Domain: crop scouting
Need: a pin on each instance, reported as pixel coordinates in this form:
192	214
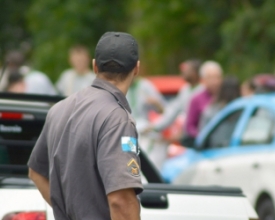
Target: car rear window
17	139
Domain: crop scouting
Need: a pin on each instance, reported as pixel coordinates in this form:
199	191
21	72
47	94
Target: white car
237	148
22	122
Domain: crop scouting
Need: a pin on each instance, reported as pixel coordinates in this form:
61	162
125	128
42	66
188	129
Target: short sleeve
39	160
117	158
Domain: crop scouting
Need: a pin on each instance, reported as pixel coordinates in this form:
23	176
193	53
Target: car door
217	144
251	167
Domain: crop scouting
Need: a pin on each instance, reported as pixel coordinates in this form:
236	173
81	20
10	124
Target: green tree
248	40
56	25
172	31
13	26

________________________

To be done =>
Copy every record above word for word, leaving out the pictures.

Exercise result =>
Domain: crop scouting
Need: a pin on each instance, reported as pixel coordinates in this form:
192	214
Target: car rear window
17	139
Domain: crop scouting
Need: a pin on each instance, reported as pixel coordinates in this form:
199	191
21	72
47	94
Target: white car
237	148
22	122
Domain: crop scouting
Need: a pin on each instance, reported as pixel coordinates in this form:
61	162
125	128
42	66
188	129
Target: short sleeve
39	160
117	158
Domain: crop scouting
Need: a pin on each instance, reported as pixel coordinates in this form:
23	176
193	53
Target: car door
217	144
251	167
Domain: crop scouting
Need: a pin on each instance, reported as pixel coordinates in this form:
236	173
81	20
10	124
Target: green tree
248	40
56	25
172	31
13	26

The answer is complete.